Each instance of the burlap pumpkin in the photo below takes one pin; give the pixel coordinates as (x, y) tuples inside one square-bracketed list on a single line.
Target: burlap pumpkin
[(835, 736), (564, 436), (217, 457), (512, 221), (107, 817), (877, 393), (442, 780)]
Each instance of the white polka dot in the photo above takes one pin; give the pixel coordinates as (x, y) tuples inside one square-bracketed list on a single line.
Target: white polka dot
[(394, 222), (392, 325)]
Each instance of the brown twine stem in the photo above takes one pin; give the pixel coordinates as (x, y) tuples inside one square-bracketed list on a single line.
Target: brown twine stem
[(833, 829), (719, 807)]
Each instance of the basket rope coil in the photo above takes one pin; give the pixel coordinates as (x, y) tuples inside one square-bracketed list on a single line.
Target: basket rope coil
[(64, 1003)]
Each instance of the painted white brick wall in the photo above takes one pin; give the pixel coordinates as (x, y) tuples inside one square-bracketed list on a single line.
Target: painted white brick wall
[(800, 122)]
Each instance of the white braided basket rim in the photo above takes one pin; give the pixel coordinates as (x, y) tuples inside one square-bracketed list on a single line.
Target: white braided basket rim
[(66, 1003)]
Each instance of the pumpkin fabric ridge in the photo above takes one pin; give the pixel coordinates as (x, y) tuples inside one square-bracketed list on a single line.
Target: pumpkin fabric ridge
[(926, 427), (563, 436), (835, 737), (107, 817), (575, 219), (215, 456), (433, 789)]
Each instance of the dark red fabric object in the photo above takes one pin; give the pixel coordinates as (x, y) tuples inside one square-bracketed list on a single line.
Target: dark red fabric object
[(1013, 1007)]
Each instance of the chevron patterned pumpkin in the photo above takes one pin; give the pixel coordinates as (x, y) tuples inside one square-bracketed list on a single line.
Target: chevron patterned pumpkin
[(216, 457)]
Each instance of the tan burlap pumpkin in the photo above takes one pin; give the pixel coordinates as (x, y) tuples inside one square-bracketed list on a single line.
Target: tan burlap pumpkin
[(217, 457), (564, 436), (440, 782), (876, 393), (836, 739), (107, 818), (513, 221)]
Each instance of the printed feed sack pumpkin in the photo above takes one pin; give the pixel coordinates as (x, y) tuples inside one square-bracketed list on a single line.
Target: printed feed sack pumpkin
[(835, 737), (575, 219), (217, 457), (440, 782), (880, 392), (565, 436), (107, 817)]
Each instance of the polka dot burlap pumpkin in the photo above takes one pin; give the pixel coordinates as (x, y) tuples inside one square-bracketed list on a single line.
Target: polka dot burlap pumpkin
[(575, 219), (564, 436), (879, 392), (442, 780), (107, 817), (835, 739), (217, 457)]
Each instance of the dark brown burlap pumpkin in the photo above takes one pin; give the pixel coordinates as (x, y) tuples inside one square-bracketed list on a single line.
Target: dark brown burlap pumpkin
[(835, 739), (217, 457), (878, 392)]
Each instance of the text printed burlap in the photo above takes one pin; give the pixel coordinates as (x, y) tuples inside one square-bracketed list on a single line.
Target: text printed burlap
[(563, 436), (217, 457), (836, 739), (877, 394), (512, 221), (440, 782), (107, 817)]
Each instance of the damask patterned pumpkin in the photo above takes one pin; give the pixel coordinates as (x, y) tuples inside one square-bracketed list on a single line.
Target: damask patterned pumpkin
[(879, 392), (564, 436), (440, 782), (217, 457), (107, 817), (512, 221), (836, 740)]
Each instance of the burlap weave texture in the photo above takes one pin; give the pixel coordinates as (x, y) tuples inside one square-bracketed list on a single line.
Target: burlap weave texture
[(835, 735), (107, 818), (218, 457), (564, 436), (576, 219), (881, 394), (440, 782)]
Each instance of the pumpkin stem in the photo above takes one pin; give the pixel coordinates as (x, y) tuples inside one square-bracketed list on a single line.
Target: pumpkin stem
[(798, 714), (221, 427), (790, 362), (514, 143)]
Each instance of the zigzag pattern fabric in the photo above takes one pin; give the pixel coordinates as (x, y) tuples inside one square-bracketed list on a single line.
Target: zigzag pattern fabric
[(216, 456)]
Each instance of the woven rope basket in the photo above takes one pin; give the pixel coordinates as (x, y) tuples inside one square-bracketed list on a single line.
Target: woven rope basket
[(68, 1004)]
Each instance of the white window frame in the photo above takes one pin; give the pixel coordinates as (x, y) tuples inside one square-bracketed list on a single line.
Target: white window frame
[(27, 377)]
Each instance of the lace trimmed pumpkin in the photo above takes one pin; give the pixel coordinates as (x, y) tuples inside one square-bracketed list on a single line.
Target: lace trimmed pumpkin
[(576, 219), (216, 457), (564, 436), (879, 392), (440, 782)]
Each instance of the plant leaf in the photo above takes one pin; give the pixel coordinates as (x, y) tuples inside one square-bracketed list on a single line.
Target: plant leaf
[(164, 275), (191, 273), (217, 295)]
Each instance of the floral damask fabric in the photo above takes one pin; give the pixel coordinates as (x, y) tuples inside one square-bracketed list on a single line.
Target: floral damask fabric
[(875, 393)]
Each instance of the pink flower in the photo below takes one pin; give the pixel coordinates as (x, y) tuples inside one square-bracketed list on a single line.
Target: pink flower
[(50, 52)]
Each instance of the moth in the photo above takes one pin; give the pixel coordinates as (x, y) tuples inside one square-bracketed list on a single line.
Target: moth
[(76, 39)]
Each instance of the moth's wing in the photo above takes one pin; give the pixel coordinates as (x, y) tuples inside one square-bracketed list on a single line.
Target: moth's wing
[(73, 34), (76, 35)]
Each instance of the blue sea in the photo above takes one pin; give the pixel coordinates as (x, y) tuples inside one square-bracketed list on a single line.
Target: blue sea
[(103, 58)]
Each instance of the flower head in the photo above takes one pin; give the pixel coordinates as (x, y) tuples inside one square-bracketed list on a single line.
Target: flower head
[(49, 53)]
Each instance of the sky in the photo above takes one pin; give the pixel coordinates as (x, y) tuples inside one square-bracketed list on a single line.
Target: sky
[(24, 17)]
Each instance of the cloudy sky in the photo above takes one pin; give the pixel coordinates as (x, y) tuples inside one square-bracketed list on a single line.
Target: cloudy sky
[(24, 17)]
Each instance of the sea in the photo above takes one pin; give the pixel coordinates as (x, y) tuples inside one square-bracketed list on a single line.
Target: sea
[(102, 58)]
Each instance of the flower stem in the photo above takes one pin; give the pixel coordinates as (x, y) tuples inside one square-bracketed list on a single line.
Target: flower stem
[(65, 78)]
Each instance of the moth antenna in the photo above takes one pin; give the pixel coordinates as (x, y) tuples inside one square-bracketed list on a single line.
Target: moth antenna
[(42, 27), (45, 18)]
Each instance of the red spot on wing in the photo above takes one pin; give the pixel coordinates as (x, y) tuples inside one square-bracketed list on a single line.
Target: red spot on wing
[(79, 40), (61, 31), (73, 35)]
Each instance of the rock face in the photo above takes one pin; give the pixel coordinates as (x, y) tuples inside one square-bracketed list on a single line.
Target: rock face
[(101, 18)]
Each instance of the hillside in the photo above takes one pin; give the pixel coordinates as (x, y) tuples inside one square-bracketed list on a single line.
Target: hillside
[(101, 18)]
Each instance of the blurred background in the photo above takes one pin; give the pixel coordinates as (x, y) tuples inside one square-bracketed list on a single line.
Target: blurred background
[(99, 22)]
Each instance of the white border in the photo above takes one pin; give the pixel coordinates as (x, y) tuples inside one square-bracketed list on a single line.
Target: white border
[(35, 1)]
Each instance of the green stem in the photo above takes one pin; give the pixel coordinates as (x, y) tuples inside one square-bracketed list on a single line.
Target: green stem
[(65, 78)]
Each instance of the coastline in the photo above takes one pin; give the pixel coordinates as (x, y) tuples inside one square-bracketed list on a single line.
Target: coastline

-=-=-

WHAT IS NEEDED. Your answer should be the data above, retyped in full and unaltered.

WRITTEN RESPONSE.
Each instance of the burlap pumpkin in the photo below takes one pin; give the pixel coordinates as (x, y) tuples inside one square-bracketed list on a single line.
Target: burlap pumpkin
[(835, 736), (564, 436), (217, 457), (512, 221), (107, 817), (877, 393), (442, 780)]
Each instance of the white polka dot in the photo above takes one pin; give the pixel coordinates as (x, y) tuples inside one square-bracketed list on a single line.
Target: white polka dot
[(394, 222), (392, 325)]
Each instance of the brown twine stem in the photo above takes one pin; give the pixel coordinates as (x, y) tuples inside one square-bracketed list on a single line.
Target: brown twine stem
[(833, 829), (719, 807)]
Each instance of the basket rope coil in the photo above takes one pin; give the pixel coordinates as (x, y) tuples inside one square-bracketed list on a single line.
Target: basket rope coil
[(64, 1003)]
Each instance of the painted white brick wall in the photo above takes one pin; give the pixel coordinates as (x, y) tuples inside one square-bracketed list on a single line.
Target: painted white brick wall
[(800, 122)]
Each instance of the white braided basket rim in the photo above takes one pin; give the pixel coordinates as (x, y) tuples inside one square-bracketed list on a single line.
Target: white braided basket rim
[(66, 1003)]
Each instance of the pumpkin fabric ridge in the photo above takes one pin; give the pixel coordinates as (x, y) tuples inside one square-bracketed list on a single line.
Target: pumpkin fabric ridge
[(926, 427), (563, 436), (835, 737), (107, 817), (575, 219), (215, 456), (433, 789)]
Each instance of the dark red fabric object in the photo above takes one pin; give the pixel coordinates as (x, y) tuples inside one square-bracketed list on a single line.
Target: dark red fabric object
[(1013, 1007)]
Each instance of the chevron patterned pumpkin in the photo above takes one pin; give the pixel coordinates as (x, y) tuples inside one square-bracketed list on a single line.
Target: chevron patterned pumpkin
[(216, 457)]
Each instance of the tan burlap pumpkin in the photo above takes one pin; give the pixel coordinates as (x, y) tuples inside one square-bracketed list on a single line.
Target: tan burlap pumpkin
[(217, 457), (564, 436), (440, 782), (876, 393), (836, 739), (107, 818), (513, 221)]
Each instance of the printed feed sack pumpkin in the photo above takes one pin; give the pixel coordinates as (x, y) tuples inside one square-bracketed list on a single line.
Target: printed feed sack pumpkin
[(835, 737), (575, 219), (217, 457), (440, 782), (880, 392), (565, 436), (107, 817)]
Each instance of the polka dot burlap pumpkin in the photo above takes one pin; give the pixel coordinates as (x, y) tuples inside one square-bracketed list on a single line.
Target: polka dot burlap pumpkin
[(575, 219), (564, 436), (879, 392), (442, 780), (107, 817), (835, 739), (217, 457)]
Each instance of the dark brown burlap pumpkin in the photo above takes one pin; give the pixel coordinates as (x, y) tuples inside one square-bracketed list on a single line.
Target: dark brown burlap pumpkin
[(835, 739), (217, 457), (878, 392)]
Each instance of the text printed burlap in the photo above takes one pin; give the pixel coordinates as (x, y) tuples inside one square-bracketed list on a single line.
Target: text printed burlap
[(563, 436), (217, 457), (836, 739), (877, 394), (512, 221), (440, 782), (107, 817)]
Each instance of the damask patterned pumpkin in the photo above takes one pin; give the pixel coordinates as (x, y) tuples inside one square-bracketed list on a single line.
Target: damask patterned pumpkin
[(879, 392), (564, 436), (440, 782), (217, 457), (107, 817), (512, 221), (836, 740)]
Each instance of the burlap weave texture in the photo above takes one pin; give the pixel coordinates as (x, y) tuples inside one square-bracketed list on a single line.
Target: burlap weave texture
[(835, 735), (107, 818), (218, 457), (564, 436), (576, 219), (881, 394), (440, 782)]
Each instance of the pumpkin stem in the photo above takes one pin; give the pixel coordinates as (x, y) tuples inside one square-bracketed list on a single line.
Target: pumpkin stem
[(798, 714), (221, 427), (790, 362), (514, 143)]
Each instance of the zigzag pattern fabric in the photo above takes one pin; give the pixel coordinates as (x, y) tuples inside one square-bracketed list on a single line.
Target: zigzag pattern fabric
[(216, 456)]
Each instance of the woven rope basket in the photo above takes one pin; give the pixel coordinates as (x, y) tuples inside one square-bracketed list on a single line.
Target: woven rope basket
[(68, 1004)]
Each instance of the white window frame in the photo above takes one pin; give the pixel coordinates as (x, y) tuples inside one square-bracketed list on a single line.
Target: white window frame
[(27, 377)]
Each instance of the lace trimmed pumpkin in the photo above takes one pin; give the pixel coordinates as (x, y) tuples inside one square-bracketed list on a single line.
Target: lace trimmed pumpkin
[(576, 219), (216, 457), (564, 436), (879, 392), (440, 782)]
Each instance of the plant leaf in the photo above takes one pin; give the pixel coordinates as (x, y) tuples inside one square-bracketed list on a single line.
Target: plant leaf
[(164, 275), (191, 273), (217, 295)]
Each instance of the floral damask fabric in the photo above takes one pin; give the pixel coordinates as (x, y) tuples inside one square-bracketed list on a single line.
Target: floral damask fabric
[(875, 393)]
Each instance of the pink flower in the photo below takes one pin; give the pixel coordinates as (x, y) tuples inside one square-bracketed list on a single line.
Target: pink flower
[(50, 52)]
Each instance of the moth in the photo above takes one pin; give the pixel coordinates as (x, y) tuples inside one square-bracketed list on a single line.
Target: moth
[(76, 39)]
Each instance of the moth's wing in the photo above takes one pin; give the pixel coordinates as (x, y) tuples inside one square-bracketed list on a single line.
Target: moth's wing
[(73, 34), (76, 35)]
Each instance of the blue sea in the photo above takes one pin; give the pixel coordinates as (x, y) tuples inside one square-bracketed list on a single line.
Target: blue sea
[(103, 58)]
Each instance of the flower head in the photo above takes one pin; give the pixel coordinates as (x, y) tuples inside one square-bracketed list on a single line.
Target: flower head
[(49, 53)]
Each instance of the sky in the photo above takes one pin; give the pixel coordinates as (x, y) tuples inside one square-bracketed list on a single line.
Target: sky
[(24, 17)]
Each instance of the cloudy sky in the photo above takes one pin; give the pixel coordinates as (x, y) tuples inside one square-bracketed list on a single line.
Target: cloudy sky
[(24, 17)]
Each instance of the sea in the photo above takes one pin; give the pixel coordinates as (x, y) tuples inside one square-bracketed list on a single line.
Target: sea
[(102, 58)]
Each instance of the flower stem in the photo above takes one pin; give the pixel coordinates as (x, y) tuples inside one square-bracketed list on a single line.
Target: flower stem
[(65, 78)]
Each instance of the moth antenna in the photo above takes one pin; give the pixel coordinates as (x, y) tuples inside one square-bracketed list on a single line.
Target: moth antenna
[(42, 27), (45, 18)]
Each instance of the red spot on wing in the photo above takes one pin; give the pixel coordinates as (x, y) tuples inside one square-bracketed list on a single line.
Target: red spot on wing
[(79, 40), (61, 31), (73, 35)]
Each instance of the rock face in the photo above takes one pin; give the pixel coordinates as (x, y) tuples inside one square-bracketed list on a single line.
Target: rock face
[(101, 18)]
Each instance of the hillside in the photo above takes one pin; give the pixel coordinates as (x, y) tuples inside one square-bracketed list on a single line.
Target: hillside
[(101, 18)]
Each instance of the blurred background in the photo above takes one pin; give the pixel coordinates as (x, y) tuples inside one square-bracketed list on a single line.
Target: blurred background
[(99, 22)]
Each instance of the white border in the photo above takes one pin; give the pixel coordinates as (x, y) tuples inside one square-bracketed list on a single line.
Target: white border
[(35, 1)]
Each instance of the green stem in the photo above takes one pin; give the pixel coordinates as (x, y) tuples inside one square-bracketed list on a single line.
Target: green stem
[(65, 78)]
Each instance of the coastline in the photo above takes one pin; give the pixel coordinates as (x, y) tuples inside one square-bracketed list on a single line.
Target: coastline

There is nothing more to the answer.